# OBIETTIVO A
Trascrivi come lista JSON di stringhe le voci riportate più sotto, dall'inizio fino alla riga che contiene "[[223, 34]]", entrambe le estremità comprese, con una stringa per ogni riga e senza le righe vuote. Escludi le immagini dalla risposta.

# BRANO SELEZIONATO
•••
A questo punto è opportuno introdurre una prima variabile interculturale: la dicotomia universalismo/particolarismo. Nel nostro metodo contrastivo, definiamo universalistiche le culture o religioni che possono estendersi di là delle barriere geografiche, etniche, linguistiche. Universalistici sono il cristianesimo, l’islam, il buddhismo, per cui tutti possono diventare cristiani, islamici, buddhisti. Universalistico si considera in genere l’occidente, e universalistica è la Cina: come sappiamo, i mongoli e i mancesi si sono sinizzati e addirittura hanno fondato dinastie imperiali cinesi.

Definiamo invece culture o religioni particolaristiche quelle legate a un determinato popolo o a un determinato territorio, i cui valori non sono estendibili universalmente. Particolaristico è, per esempio, l’ebraismo legato a un “popolo eletto”, come pure particolaristica è la cultura giapponese che, pur essendo una variante all’interno del mondo confuciano, è legata alla sacralità del territorio insulare considerato dai giapponesi «il paese degli Dei», Kami No Kuni (divinità rigorosamente giapponesi, naturalmente).

Quindi, sia la Cina sia l’occidente sono modelli universalistici, ma con una differenza sostanziale. L’universalismo occidentale nell’accezione comune è hard, avendo valori non solo estendibili a tutto il mondo ma anche assoluti: il Bene, la Libertà. la Democrazia, i Diritti Umani, tutti scritti con la lettera maiuscola, in nome dei quali si fanno crociate e guerre addirittura preventive. L’universalismo cinese è soft perché basato su valori relativi validi case by case, cioè sulla base delle concrete specifiche situazioni, come illustreremo successivamente comparando l’etica dei due modelli.

Uinversalismo sinico

Comprensibilmente, un universalismo soft e pragmatico come quello cinese riduce di molto la spinta verso politiche e atteggiamenti conflittuali, come del resto è prospettato nel celebre trattato L’arte della guerra attribuito al generale Sun Tzu, vissuto tra il VI e il V secolo a.C (…)
•••
# VOCI DISPONIBILI
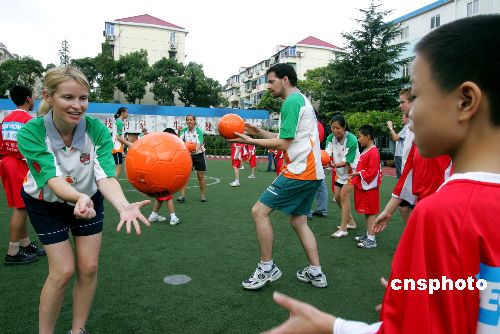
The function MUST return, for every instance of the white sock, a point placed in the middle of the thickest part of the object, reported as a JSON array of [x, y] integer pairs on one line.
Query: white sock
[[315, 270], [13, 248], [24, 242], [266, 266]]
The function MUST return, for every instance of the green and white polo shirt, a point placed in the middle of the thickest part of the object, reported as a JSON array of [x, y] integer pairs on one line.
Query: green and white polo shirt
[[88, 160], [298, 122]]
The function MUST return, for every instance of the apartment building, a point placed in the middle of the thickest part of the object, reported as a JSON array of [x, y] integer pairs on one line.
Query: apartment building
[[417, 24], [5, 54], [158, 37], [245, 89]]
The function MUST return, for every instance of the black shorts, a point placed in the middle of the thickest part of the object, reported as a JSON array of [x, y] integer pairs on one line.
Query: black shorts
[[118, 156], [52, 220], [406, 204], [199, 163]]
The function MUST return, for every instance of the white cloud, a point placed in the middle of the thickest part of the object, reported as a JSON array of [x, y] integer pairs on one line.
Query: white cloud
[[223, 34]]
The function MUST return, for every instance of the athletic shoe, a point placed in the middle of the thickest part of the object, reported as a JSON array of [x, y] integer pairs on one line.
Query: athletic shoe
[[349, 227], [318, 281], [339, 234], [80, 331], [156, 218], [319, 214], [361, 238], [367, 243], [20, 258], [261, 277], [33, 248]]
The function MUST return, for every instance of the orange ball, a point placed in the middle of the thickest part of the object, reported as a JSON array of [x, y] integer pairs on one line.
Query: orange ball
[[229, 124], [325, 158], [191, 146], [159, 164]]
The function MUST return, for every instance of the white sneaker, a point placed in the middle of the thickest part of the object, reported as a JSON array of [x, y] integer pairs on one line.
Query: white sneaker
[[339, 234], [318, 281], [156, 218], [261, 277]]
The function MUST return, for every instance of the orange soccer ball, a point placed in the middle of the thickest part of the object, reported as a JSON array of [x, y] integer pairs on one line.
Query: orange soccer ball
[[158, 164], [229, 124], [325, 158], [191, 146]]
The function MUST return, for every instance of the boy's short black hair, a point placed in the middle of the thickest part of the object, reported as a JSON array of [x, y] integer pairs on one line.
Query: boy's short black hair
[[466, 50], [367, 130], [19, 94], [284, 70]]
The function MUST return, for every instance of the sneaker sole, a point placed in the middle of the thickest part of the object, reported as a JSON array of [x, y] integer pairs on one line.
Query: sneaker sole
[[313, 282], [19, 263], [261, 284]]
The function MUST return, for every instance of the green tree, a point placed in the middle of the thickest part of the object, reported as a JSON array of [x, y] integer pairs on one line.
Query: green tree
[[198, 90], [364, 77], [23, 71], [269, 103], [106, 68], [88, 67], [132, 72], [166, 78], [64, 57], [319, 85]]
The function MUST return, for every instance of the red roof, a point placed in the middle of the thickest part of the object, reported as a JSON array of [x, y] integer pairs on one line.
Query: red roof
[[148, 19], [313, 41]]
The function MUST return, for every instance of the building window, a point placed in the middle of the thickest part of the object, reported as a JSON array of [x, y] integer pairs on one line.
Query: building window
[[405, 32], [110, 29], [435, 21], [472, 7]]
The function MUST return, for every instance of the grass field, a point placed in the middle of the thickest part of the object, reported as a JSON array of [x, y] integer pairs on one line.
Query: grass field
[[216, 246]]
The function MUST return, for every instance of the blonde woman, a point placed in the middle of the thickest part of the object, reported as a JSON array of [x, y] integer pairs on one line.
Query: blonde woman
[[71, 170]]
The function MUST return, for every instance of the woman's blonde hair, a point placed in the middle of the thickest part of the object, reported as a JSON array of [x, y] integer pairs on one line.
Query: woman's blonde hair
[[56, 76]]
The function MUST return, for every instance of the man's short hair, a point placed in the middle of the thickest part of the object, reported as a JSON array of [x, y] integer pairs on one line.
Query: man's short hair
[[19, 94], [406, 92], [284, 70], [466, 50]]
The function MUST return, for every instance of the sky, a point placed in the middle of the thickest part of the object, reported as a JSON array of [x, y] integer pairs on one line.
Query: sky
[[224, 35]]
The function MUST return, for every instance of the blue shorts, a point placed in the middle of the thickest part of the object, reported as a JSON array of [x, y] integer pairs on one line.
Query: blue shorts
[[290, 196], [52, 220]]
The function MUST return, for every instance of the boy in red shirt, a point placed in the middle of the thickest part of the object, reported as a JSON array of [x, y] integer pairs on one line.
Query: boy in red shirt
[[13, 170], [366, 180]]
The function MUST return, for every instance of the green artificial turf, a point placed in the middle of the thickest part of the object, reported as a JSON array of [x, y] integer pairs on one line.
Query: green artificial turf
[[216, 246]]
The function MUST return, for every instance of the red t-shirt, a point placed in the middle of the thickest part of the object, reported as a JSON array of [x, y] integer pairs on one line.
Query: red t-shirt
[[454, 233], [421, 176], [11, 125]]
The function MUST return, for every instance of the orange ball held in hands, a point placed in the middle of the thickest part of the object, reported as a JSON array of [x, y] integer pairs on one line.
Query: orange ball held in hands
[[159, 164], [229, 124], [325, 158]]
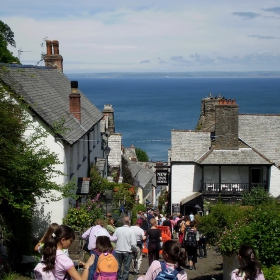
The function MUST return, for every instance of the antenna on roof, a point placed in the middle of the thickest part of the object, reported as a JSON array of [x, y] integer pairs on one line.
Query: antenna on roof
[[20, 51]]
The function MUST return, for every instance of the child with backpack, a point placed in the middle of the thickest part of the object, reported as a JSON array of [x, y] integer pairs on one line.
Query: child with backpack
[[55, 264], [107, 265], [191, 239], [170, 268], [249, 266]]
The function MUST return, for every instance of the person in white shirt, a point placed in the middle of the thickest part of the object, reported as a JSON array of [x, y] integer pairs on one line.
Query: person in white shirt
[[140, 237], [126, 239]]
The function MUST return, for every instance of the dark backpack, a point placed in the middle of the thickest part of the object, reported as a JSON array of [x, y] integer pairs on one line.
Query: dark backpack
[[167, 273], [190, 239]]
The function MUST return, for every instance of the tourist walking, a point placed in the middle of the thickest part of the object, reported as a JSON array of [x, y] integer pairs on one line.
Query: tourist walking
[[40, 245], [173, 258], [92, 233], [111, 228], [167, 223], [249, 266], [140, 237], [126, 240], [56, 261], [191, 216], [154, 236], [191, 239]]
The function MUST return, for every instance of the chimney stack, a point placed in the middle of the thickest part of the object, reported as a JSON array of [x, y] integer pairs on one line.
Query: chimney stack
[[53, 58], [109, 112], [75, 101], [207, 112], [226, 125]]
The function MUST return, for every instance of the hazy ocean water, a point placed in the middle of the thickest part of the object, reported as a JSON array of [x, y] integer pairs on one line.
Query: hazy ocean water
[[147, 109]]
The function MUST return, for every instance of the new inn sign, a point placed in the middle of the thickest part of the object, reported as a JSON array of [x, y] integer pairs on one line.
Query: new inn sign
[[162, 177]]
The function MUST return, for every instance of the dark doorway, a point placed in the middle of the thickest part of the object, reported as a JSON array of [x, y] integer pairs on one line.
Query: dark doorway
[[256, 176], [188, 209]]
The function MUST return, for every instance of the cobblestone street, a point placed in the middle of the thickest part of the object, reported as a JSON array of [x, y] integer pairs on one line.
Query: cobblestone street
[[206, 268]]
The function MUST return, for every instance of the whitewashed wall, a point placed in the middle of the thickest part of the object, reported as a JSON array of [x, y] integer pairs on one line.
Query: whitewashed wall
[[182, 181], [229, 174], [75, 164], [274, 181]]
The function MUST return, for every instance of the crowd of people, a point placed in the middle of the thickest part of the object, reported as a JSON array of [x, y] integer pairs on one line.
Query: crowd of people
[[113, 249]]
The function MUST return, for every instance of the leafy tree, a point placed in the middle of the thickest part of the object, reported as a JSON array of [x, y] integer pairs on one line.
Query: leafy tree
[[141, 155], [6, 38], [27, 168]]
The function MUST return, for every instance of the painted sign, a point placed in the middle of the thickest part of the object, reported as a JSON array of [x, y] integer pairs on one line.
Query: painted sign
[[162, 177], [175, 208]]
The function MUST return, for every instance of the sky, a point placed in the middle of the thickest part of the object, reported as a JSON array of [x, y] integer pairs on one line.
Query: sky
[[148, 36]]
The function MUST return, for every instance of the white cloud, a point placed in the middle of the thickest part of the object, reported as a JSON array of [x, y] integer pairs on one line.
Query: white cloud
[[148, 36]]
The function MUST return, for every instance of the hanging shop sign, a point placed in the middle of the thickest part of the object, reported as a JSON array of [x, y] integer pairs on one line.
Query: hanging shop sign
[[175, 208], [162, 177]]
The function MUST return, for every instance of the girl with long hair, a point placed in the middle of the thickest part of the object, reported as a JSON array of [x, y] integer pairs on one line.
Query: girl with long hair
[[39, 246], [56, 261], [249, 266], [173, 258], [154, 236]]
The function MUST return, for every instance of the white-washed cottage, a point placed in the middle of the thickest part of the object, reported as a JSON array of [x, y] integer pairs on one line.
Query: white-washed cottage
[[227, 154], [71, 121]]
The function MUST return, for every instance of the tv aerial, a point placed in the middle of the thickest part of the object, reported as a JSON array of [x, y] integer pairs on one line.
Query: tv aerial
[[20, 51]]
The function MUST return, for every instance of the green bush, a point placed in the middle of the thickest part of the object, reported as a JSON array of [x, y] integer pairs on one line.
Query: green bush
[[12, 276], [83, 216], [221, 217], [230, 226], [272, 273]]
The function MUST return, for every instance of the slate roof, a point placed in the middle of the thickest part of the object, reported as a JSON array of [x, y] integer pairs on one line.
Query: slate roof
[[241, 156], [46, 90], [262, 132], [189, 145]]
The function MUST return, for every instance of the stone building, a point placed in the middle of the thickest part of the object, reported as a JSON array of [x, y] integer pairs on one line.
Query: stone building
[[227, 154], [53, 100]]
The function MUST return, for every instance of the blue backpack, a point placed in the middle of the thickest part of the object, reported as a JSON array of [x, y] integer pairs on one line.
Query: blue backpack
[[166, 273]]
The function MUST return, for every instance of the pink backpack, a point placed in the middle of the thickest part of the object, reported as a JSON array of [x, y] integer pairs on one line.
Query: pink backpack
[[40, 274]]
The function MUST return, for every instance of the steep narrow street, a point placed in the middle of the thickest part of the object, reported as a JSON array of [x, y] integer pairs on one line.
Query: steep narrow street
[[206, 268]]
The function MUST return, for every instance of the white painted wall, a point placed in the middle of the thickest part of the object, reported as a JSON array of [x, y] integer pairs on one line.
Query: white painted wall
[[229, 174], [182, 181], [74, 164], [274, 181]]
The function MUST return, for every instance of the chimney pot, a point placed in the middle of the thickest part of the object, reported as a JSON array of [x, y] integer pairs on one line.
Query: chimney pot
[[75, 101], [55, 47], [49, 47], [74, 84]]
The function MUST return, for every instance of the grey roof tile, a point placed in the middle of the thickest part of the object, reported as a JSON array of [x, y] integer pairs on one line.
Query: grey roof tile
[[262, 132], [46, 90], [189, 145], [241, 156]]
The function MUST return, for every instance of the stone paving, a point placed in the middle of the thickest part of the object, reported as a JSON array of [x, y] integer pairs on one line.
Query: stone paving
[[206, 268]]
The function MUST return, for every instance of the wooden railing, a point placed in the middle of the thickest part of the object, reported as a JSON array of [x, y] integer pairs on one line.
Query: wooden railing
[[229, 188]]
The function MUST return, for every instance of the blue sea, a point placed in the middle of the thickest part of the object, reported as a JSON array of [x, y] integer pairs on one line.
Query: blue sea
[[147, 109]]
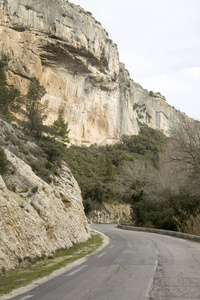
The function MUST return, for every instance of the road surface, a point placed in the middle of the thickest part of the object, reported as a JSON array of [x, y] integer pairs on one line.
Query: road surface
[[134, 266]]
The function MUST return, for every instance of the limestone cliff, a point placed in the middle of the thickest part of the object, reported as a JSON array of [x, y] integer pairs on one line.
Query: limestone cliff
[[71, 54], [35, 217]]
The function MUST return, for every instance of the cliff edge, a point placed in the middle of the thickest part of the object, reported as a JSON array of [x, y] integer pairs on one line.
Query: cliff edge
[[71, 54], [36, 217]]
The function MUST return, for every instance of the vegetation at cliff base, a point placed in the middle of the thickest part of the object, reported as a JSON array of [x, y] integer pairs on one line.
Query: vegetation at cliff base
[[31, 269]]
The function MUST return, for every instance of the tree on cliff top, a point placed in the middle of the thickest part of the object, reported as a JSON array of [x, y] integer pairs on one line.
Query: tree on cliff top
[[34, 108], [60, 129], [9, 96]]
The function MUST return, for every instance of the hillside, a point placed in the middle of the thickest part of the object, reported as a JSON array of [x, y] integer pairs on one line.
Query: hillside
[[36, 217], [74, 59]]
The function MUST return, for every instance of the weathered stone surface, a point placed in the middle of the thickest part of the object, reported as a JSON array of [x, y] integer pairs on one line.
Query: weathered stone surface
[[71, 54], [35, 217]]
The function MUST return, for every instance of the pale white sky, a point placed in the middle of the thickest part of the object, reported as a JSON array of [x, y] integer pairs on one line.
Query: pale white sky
•••
# OBIETTIVO B
Prosegui il brano sull'universalismo cinese dopo l'ultima frase riportata.

# RISULTATO DELL'ESERCIZIO A
[
  "The function MUST return, for every instance of the white sock, a point placed in the middle of the thickest part of the object, reported as a JSON array of [x, y] integer pairs on one line.",
  "Query: white sock",
  "[[315, 270], [13, 248], [24, 242], [266, 266]]",
  "The function MUST return, for every instance of the green and white polo shirt, a point placed in the middle of the thickest part of the object, reported as a JSON array of [x, y] integer pairs on one line.",
  "Query: green and white polo shirt",
  "[[88, 160], [298, 122]]",
  "The function MUST return, for every instance of the apartment building, a point placed in the middle of the thickest part of the object, reported as a JSON array of [x, y] integer pairs on one line.",
  "Query: apartment building",
  "[[417, 24], [5, 54], [158, 37], [245, 89]]",
  "The function MUST return, for every instance of the black shorts, a point placed in the middle of the thickest part of the object, reported as a JSON array of [x, y] integer pairs on one line.",
  "Query: black shorts",
  "[[118, 156], [52, 220], [406, 204], [199, 163]]",
  "The function MUST return, for every instance of the white cloud, a point placed in the middle of the thickest part of the object, reported as a JSON array of [x, y] integer pairs on one line.",
  "Query: white cloud",
  "[[223, 34]]"
]

# RISULTATO DELL'ESERCIZIO B
Nel corso del primo decennio di questo secolo, gli studiosi cinesi hanno prospettato vari modelli di universalismo sinico. Il più interessante è quello proposto da Zhao Tingyang, uno dei maggiori filosofi cinesi contemporanei, noto come “sistema tianxia”, con cui si cerca di adattare (o, più correttamente, attualizzare) la tradizionale nozione confuciana di tianxia al mondo globalizzato di oggi con l’obiettivo di favorire la creazione di un mondo più armonico.

Zhao parte dall’assunto che il mondo di oggi, risultato di secoli di egemonia occidentale, è un non-mondo, costituito da stati-nazione sovrani che sono incapaci di cooperare realmente essendo portatori degli egoismi nazionali, spesso in contrasto con quelli collettivi e globali. Utilizzando la tradizionale nozione di tianxia, egli prospetta una cultura politica che sviluppi solidarietà e cooperazione tra i popoli, premessa per la creazione di un «governo sovranazionale» che però salvaguardi le specificità delle economie e dei valori specifici dei singoli popoli. (…)

Dal punto di vista sistemico, elemento essenziale della tesi di Zhao è la globalità, con il superamento del carattere internazionale (nell’accezione di “interstatale”) e con la conseguente trasformazione di istituzioni come per esempio l’Onu, i cui membri sono gli stati, in istituzioni globali/sovranazionali.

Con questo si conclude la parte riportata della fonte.